◆ TEXT SEGMENT:
# # #
The first and brief dispute between Blasco and Lidia concerns the ethics of bullfighting. This arises when a bullfighting sword falls out of Nessa. It ignites the conversation and within seconds the audience learns both viewpoints. Blasco is for the endangerment of the bulls for the sake of the sport while Lidia is against it. Even though Blasco lost his eye in a bullfighting accident, he still holds the sport in high regard. Marta, on the other hand, worries about the inevitable death of the bull.

This conversation may seem out of place but it’s in fact a Chekov’s bullfighting argument of sorts. It serves two functions in The Passenger. First, the argument foreshadows the climactic battle between Blasco and the alien we are soon to meet. Second, it displays a modern look at a traditional sport.

Another major discussion between Blasco and the women (in other words, the traditional vs. the modern) is the meaning of being of feminist. As expected Blasco is against the idea. To him, the word means women are out for revenge. The women compose themselves but still teach him that’s not the true meaning of being a feminist. Most of the civil arguments are with the two older women in the car. Luckily Blasco slightly lowers his defense with Marta, which allows their bond to grow. Their first point of understanding comes from recognizing each other’s past traumas; Blasco’s glass eye and Marta’s noticeable facial burns. 

I wish I could say the bond between Blasco and Marta is a comment on Spain’s merging beliefs between the modern and the traditional. Unfortunately, not fully embracing its themes is a fault of The Passenger. During the setup of the film, Gonzales and Cerez present interesting conversations. We see both the feminist and macho viewpoints of each side. But by the end of the third act when the horror overtakes the narrative, every single conversation is dismissed. The ingredients are all present to critique the macho tendencies of Blasco’s older traditions and viewpoints. But the climax doesn’t convey anything. We continue following Blasco in this new world. Whether he’s changed or not, we’ll never know. Blasco’s demeanor mimics his introduction of taking life by the wheel and just pushing forward. 

The Impressive Film Making of Fernando Gonzales Gomez and Raul Cerez

Where The Passenger lacks in holding onto its theme, it’s made up for by the great filmmaking of the directing duo. The film twists and turns into different subgenres of sci-fi, horror, and comedy. Each of these subgenres is held together by the abundance of gooey practical effects that drip and spurt all over each cast member.
# # #
◆ DATA LISTING:
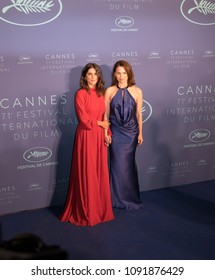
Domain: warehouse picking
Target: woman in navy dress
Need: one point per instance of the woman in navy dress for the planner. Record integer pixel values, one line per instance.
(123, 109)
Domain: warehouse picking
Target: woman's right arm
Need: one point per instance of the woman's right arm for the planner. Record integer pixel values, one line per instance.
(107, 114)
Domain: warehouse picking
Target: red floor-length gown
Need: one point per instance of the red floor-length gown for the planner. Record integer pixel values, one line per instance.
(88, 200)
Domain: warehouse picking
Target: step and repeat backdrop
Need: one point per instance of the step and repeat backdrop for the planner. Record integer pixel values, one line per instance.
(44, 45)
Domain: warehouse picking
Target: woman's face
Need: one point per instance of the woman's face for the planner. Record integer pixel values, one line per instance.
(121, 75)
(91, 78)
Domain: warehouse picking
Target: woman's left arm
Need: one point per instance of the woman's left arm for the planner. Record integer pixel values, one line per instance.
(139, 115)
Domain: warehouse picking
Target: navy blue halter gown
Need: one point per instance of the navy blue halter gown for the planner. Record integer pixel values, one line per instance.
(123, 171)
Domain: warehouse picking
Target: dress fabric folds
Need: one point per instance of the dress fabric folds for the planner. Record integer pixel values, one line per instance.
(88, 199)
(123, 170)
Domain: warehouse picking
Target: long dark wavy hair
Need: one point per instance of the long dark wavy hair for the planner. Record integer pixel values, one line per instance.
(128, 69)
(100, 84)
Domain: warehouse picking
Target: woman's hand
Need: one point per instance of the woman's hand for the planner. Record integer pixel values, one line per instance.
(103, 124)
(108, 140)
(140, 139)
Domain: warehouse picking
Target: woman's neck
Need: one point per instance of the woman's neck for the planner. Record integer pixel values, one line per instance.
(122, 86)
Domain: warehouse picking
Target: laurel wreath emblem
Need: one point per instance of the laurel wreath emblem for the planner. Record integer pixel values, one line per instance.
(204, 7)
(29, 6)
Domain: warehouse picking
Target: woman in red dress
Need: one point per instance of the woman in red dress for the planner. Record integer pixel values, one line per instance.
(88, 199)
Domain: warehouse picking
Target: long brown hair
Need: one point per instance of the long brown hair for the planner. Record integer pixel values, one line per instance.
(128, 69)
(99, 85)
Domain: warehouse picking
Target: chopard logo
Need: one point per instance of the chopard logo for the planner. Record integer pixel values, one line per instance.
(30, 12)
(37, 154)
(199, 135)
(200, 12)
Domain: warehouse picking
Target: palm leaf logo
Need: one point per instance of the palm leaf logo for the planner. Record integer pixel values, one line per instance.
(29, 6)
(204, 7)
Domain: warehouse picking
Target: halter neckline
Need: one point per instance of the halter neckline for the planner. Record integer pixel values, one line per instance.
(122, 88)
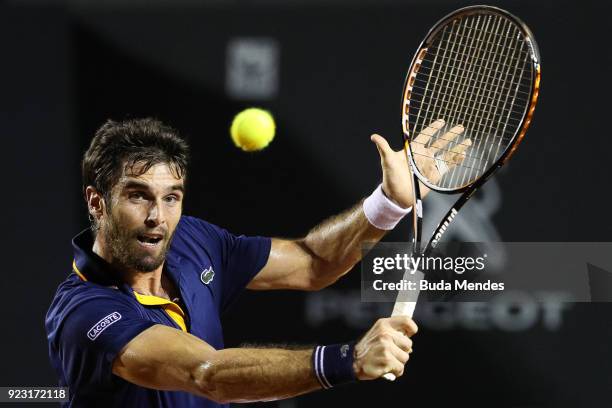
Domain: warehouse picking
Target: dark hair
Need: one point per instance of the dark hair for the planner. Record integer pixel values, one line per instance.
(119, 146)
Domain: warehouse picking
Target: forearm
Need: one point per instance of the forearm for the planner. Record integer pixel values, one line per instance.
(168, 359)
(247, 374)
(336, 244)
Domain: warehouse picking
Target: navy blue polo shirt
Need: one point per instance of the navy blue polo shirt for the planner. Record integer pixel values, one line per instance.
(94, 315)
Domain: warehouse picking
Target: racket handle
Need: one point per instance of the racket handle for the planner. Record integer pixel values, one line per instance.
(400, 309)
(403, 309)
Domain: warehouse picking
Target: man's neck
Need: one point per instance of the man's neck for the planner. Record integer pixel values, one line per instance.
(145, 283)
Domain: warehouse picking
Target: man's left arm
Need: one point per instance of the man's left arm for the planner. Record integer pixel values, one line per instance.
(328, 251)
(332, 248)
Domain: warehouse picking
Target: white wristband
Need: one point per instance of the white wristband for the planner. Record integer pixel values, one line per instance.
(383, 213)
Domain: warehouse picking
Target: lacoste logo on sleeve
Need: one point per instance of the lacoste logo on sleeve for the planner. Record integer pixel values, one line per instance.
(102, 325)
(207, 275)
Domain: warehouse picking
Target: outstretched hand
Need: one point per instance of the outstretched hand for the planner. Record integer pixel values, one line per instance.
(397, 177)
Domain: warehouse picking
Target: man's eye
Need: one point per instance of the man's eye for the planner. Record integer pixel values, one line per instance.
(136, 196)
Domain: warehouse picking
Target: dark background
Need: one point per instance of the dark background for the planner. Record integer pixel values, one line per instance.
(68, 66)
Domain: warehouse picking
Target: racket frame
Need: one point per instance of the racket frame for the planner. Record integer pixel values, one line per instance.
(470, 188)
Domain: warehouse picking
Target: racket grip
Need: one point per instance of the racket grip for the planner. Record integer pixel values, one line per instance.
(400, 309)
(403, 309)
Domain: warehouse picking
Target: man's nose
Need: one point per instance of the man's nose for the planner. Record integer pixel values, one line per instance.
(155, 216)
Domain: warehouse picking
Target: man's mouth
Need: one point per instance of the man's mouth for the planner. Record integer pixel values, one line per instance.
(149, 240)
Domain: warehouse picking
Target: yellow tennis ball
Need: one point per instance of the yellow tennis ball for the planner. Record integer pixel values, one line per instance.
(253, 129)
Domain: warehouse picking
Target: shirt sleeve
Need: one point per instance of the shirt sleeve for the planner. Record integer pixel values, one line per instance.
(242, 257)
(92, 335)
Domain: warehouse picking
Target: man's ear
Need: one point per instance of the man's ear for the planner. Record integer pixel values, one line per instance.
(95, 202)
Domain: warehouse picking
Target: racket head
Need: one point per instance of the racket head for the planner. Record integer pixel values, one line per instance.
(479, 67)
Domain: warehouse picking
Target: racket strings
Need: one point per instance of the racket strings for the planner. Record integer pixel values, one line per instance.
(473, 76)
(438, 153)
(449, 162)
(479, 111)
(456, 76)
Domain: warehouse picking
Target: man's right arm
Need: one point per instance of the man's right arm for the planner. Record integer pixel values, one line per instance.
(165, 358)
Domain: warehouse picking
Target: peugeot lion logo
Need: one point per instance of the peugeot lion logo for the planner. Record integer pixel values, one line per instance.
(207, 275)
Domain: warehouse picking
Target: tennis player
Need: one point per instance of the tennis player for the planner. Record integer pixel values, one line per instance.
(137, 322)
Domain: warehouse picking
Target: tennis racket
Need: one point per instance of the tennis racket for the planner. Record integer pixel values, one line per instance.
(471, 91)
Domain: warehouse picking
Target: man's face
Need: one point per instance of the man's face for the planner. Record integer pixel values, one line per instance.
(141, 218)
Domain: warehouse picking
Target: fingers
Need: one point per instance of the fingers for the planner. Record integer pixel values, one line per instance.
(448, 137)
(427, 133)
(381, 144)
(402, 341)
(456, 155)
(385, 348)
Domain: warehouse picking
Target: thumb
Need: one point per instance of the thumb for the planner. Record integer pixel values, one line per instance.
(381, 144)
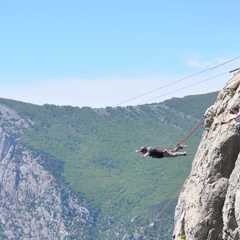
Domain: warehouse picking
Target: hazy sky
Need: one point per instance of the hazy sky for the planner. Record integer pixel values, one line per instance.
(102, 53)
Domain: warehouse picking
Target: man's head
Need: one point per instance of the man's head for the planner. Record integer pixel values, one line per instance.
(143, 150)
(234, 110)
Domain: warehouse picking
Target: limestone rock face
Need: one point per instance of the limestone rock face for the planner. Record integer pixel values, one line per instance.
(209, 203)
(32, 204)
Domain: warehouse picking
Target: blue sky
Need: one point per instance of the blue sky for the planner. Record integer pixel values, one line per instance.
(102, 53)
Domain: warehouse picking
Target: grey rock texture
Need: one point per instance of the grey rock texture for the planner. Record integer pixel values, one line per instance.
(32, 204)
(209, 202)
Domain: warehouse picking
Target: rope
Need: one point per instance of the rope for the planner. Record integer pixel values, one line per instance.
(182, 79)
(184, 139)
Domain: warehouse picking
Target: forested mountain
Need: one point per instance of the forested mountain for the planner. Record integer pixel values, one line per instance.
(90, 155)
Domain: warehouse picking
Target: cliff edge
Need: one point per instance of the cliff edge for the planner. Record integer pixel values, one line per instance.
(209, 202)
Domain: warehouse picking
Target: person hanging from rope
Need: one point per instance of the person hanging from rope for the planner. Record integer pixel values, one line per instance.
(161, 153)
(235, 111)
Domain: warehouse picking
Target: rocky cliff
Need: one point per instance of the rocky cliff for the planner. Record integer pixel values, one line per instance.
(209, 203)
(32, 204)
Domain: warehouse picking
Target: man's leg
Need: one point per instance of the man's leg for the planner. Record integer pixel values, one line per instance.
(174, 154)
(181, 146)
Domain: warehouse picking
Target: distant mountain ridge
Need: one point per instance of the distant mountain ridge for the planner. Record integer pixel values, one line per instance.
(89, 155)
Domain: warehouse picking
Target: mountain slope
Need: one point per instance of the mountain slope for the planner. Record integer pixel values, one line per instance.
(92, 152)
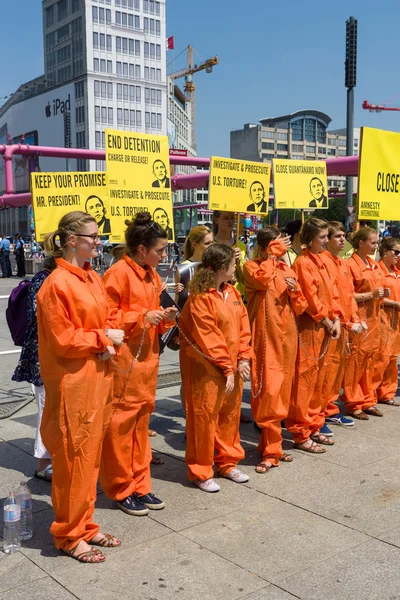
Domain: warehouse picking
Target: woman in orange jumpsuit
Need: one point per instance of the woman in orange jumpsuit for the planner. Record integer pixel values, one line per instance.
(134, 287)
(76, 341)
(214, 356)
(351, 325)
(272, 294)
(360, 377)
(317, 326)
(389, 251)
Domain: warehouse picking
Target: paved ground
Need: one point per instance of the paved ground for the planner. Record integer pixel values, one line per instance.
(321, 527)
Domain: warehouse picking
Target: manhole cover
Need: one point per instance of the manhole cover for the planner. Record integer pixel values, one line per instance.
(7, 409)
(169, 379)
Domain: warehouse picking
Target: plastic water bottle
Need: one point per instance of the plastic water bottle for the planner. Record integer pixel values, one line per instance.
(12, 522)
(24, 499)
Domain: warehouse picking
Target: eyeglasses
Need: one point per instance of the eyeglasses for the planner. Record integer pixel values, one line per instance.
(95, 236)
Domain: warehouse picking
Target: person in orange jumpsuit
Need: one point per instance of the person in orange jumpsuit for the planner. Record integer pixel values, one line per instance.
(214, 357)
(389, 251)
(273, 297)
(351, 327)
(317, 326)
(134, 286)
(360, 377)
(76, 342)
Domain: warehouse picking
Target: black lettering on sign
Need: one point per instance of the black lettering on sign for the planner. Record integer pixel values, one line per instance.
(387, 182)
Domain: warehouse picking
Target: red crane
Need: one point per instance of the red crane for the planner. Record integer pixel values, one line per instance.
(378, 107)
# # #
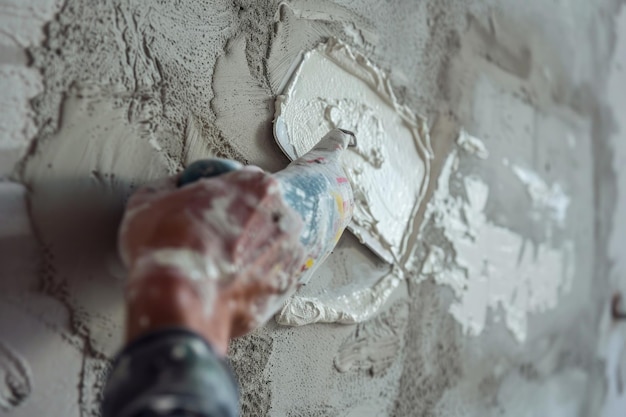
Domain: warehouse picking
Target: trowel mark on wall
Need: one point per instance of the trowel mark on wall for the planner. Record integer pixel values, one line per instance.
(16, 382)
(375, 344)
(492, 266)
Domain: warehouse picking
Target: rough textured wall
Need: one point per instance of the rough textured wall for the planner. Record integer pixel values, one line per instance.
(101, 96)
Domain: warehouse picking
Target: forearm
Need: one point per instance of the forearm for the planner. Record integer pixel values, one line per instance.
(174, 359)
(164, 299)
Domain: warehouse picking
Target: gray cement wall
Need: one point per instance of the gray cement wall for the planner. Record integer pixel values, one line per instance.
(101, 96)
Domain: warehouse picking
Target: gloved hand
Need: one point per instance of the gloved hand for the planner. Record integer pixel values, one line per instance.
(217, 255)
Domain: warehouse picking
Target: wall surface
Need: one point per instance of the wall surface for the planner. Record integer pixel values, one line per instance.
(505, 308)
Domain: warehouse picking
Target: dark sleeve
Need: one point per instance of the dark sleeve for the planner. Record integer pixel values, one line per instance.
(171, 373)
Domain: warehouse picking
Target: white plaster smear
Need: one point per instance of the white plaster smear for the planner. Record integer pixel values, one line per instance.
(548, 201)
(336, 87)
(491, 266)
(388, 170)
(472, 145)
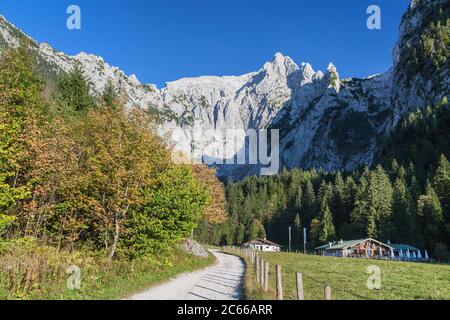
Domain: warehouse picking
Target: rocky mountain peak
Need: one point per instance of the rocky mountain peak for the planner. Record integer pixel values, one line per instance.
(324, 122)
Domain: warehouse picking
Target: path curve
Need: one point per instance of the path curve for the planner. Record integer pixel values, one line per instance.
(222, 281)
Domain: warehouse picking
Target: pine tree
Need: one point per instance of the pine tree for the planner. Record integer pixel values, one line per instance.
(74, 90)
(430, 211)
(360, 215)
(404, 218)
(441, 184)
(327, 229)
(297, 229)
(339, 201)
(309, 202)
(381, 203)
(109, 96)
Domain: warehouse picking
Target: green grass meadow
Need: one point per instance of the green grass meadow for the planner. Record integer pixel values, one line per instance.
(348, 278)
# # #
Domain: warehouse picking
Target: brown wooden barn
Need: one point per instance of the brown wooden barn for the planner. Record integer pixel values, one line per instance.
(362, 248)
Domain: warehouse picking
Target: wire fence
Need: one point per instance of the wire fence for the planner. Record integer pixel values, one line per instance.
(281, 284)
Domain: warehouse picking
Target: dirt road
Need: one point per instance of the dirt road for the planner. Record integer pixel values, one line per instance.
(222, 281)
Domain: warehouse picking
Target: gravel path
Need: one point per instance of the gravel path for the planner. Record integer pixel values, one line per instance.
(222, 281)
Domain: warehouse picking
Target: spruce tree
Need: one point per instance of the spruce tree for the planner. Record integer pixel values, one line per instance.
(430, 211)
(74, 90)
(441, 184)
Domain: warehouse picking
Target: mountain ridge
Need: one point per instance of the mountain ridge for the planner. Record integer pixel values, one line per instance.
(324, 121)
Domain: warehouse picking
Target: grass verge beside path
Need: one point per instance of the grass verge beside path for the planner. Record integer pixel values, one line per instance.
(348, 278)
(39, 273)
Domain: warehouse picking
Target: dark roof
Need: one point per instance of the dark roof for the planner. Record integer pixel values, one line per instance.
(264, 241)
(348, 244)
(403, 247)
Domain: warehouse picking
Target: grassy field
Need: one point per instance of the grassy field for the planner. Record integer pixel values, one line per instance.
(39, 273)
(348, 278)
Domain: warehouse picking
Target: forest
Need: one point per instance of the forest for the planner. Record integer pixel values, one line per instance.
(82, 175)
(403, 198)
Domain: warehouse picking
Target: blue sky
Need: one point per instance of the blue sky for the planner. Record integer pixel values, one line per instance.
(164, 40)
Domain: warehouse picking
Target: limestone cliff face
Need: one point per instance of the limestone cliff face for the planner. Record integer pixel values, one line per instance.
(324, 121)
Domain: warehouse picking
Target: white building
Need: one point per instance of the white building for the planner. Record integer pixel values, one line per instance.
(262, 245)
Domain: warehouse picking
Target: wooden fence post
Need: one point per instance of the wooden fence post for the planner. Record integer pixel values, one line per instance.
# # #
◆ WHAT TO DO:
a - According to the film review, what does the argument about bullfighting foreshadow?
b - Print the stretch of the film review from "The first and" through "a traditional sport.".
c - In the film review, what allows the bond between Blasco and Marta to grow, and where does their first point of understanding come from?

◆ YOUR WRITTEN ANSWERS:
a - The climactic battle between Blasco and the alien.

b -
The first and brief dispute between Blasco and Lidia concerns the ethics of bullfighting. This arises when a bullfighting sword falls out of Nessa. It ignites the conversation and within seconds the audience learns both viewpoints. Blasco is for the endangerment of the bulls for the sake of the sport while Lidia is against it. Even though Blasco lost his eye in a bullfighting accident, he still holds the sport in high regard. Marta, on the other hand, worries about the inevitable death of the bull.

This conversation may seem out of place but it’s in fact a Chekov’s bullfighting argument of sorts. It serves two functions in The Passenger. First, the argument foreshadows the climactic battle between Blasco and the alien we are soon to meet. Second, it displays a modern look at a traditional sport.

c - Their bond grows because Blasco slightly lowers his defense with Marta. Their first point of understanding comes from recognizing each other's past traumas: Blasco's glass eye and Marta's noticeable facial burns.